▶ [PASSAGE TO READ]:
The Vancouver Statement
On the Globalization and Industrialization of Agriculture

June 1998


W e believe that the industrialization and globalization of food and fiber imperils humanity and the natural world. Reducing farming to a monocultural, synthetic, transnational corporate business threatens the health, nourishment, right livelihood, and spirituality of communities and the earth. It is insane to believe that we must poison land and water and waste the soil in order to feed and clothe ourselves. Five decades of the so-called Green Revolution have not only led to the destruction and contamination of water, soil, biodiversity, and human communities, but exacerbated hunger worldwide. One of the most critical impacts of industrial agriculture is climate change, which will destroy the natural basis of agriculture itself. The patenting of life, corporate ownership and manipulation of our genetic heritage is one of the greatest threats ever imposed by industrial agriculture: the human right to feed, clothe and shelter ourselves and our families is at stake. Institutions and treaties such as the World Trade Organization, the General Agreement on Tariffs and Trade, Codex Alimentarius, North American Free Trade Agreement, the Food and Agriculture Organization, and the European Union have accelerated the process of agricultural industrialization and globalization while promoting the rights of corporations over those of people.

We know that there are non-toxic and non-destructive alternatives to global industrial agriculture, and we know that these alternatives can provide more food. Farmers around the world are farming in ways that respect their unique ecological and cultural communities. Building on their wisdom, all farms of the twenty-first century can be ecologically regenerative, community sustaining, biologically and culturally diverse, as well as energy conserving. We must not only build upon the existing knowledge and vision of farmers, but we must expand partnerships and create coalitions that serve to re-empower them.

▶ [WORK REQUEST A]: Quote the passage of the Vancouver Statement that starts at "We know that there" and ends at "to re-empower them.".
▶ [WORK REQUEST B]: Which institutions and treaties does the Vancouver Statement say have accelerated agricultural industrialization and globalization? Name them all.
▶ [WORK REQUEST C]:
Answer these questions from the Vancouver Statement:
(i) In what month and year was it issued?
(ii) How many decades of the Green Revolution does it mention?
(iii) What does it call one of the most critical impacts of industrial agriculture?

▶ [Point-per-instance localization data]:
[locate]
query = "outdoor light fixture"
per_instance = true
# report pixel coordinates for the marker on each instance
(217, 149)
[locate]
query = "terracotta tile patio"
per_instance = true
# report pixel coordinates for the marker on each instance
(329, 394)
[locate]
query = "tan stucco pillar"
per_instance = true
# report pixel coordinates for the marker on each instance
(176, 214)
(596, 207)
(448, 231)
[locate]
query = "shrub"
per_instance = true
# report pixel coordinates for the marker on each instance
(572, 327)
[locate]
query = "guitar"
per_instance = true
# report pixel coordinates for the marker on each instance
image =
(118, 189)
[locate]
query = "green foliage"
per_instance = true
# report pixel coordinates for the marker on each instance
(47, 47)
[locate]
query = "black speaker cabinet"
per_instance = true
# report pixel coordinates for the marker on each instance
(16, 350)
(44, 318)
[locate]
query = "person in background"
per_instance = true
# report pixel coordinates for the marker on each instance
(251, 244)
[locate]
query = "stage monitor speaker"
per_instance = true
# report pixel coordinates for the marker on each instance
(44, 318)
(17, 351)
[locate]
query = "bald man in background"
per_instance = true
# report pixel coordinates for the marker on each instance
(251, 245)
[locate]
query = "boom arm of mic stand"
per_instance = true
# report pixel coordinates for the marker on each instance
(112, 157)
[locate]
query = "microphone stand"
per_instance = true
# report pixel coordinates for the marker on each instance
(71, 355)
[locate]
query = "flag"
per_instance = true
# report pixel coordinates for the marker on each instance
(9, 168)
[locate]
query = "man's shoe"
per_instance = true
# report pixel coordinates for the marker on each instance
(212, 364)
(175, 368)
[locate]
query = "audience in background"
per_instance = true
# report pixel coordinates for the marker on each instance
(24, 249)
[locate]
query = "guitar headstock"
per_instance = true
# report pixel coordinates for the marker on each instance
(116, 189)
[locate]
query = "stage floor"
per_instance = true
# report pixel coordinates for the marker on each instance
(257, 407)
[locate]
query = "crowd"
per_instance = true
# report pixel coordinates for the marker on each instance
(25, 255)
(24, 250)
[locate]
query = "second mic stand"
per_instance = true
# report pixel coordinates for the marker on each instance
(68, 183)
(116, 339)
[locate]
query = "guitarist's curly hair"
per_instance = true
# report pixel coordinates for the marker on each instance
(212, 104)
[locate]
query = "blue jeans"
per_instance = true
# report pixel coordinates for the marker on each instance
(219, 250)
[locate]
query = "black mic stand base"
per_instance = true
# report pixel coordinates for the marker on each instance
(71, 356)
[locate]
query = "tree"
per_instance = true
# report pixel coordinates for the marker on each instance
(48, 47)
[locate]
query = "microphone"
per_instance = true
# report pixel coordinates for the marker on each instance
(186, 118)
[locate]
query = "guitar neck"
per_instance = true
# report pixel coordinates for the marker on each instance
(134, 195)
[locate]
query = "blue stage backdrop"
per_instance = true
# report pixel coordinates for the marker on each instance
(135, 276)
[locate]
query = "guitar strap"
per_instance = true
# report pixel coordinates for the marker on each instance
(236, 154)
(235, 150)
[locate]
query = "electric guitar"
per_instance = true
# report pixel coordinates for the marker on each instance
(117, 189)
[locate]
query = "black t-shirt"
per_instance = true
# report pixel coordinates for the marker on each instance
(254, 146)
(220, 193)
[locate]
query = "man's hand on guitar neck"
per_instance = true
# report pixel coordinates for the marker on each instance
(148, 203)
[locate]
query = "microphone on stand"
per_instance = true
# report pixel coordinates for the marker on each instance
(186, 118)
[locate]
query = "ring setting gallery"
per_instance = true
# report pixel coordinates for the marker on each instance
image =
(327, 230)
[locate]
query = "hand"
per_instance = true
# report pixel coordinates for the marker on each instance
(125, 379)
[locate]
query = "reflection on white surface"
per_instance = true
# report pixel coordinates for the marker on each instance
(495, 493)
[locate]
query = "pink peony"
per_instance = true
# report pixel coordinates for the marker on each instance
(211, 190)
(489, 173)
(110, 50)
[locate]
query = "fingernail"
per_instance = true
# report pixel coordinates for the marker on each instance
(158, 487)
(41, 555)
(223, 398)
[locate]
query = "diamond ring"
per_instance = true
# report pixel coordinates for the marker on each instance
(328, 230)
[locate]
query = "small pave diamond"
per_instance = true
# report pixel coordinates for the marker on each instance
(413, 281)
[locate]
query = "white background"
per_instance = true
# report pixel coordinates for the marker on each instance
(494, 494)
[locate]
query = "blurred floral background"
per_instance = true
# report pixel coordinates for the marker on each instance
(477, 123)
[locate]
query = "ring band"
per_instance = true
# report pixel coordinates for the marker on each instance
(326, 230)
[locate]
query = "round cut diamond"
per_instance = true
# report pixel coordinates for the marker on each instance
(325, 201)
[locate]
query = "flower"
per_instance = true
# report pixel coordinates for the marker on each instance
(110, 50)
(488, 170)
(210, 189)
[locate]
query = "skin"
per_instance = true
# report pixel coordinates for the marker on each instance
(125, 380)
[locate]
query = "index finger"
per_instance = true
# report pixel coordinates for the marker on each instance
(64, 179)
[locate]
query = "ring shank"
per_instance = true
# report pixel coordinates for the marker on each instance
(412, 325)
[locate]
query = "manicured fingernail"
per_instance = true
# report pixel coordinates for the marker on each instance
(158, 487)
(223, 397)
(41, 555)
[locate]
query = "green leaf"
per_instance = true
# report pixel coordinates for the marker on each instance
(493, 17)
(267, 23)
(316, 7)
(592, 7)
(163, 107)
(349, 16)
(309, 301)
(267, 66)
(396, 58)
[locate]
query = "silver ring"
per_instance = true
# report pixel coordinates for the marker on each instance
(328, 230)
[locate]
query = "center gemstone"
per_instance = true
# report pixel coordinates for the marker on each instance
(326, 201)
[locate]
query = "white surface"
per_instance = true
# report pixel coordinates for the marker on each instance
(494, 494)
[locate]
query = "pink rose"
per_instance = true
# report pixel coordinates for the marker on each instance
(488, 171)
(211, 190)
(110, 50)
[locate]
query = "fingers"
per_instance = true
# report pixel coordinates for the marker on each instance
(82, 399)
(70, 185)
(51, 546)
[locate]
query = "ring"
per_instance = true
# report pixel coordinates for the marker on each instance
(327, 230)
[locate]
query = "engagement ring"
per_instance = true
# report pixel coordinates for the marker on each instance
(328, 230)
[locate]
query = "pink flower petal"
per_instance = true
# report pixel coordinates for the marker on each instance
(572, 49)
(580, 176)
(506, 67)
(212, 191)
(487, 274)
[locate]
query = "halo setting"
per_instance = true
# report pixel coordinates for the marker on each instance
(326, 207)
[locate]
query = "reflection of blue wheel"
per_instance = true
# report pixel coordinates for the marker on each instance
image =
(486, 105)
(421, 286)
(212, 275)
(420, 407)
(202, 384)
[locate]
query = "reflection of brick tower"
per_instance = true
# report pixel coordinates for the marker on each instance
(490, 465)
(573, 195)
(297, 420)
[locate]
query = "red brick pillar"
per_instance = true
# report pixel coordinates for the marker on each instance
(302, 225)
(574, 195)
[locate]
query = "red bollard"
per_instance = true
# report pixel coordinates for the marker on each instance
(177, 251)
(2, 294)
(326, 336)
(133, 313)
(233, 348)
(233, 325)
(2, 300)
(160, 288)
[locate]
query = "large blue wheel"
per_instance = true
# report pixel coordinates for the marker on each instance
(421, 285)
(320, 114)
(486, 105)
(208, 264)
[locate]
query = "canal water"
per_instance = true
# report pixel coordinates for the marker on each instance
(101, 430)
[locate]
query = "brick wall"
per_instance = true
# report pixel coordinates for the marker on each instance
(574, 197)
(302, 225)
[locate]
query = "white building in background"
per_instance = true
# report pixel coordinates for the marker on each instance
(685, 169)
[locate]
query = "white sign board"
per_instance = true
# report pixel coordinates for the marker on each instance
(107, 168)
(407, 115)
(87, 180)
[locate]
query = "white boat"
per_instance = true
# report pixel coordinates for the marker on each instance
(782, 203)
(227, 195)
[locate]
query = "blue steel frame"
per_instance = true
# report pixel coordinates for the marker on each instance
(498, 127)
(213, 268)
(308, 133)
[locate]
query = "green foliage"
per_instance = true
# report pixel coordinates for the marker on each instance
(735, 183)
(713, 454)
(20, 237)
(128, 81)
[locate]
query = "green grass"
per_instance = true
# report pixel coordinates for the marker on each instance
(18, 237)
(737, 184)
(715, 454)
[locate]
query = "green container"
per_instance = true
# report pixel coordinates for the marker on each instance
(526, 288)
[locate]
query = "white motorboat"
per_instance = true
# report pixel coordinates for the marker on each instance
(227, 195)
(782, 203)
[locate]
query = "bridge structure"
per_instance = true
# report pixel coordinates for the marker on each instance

▶ [EXERCISE OUTPUT A]:
We know that there are non-toxic and non-destructive alternatives to global industrial agriculture, and we know that these alternatives can provide more food. Farmers around the world are farming in ways that respect their unique ecological and cultural communities. Building on their wisdom, all farms of the twenty-first century can be ecologically regenerative, community sustaining, biologically and culturally diverse, as well as energy conserving. We must not only build upon the existing knowledge and vision of farmers, but we must expand partnerships and create coalitions that serve to re-empower them.

▶ [EXERCISE OUTPUT B]:
World Trade Organization
General Agreement on Tariffs and Trade
Codex Alimentarius
North American Free Trade Agreement
Food and Agriculture Organization
European Union

▶ [EXERCISE OUTPUT C]:
(i) June 1998
(ii) Five
(iii) Climate change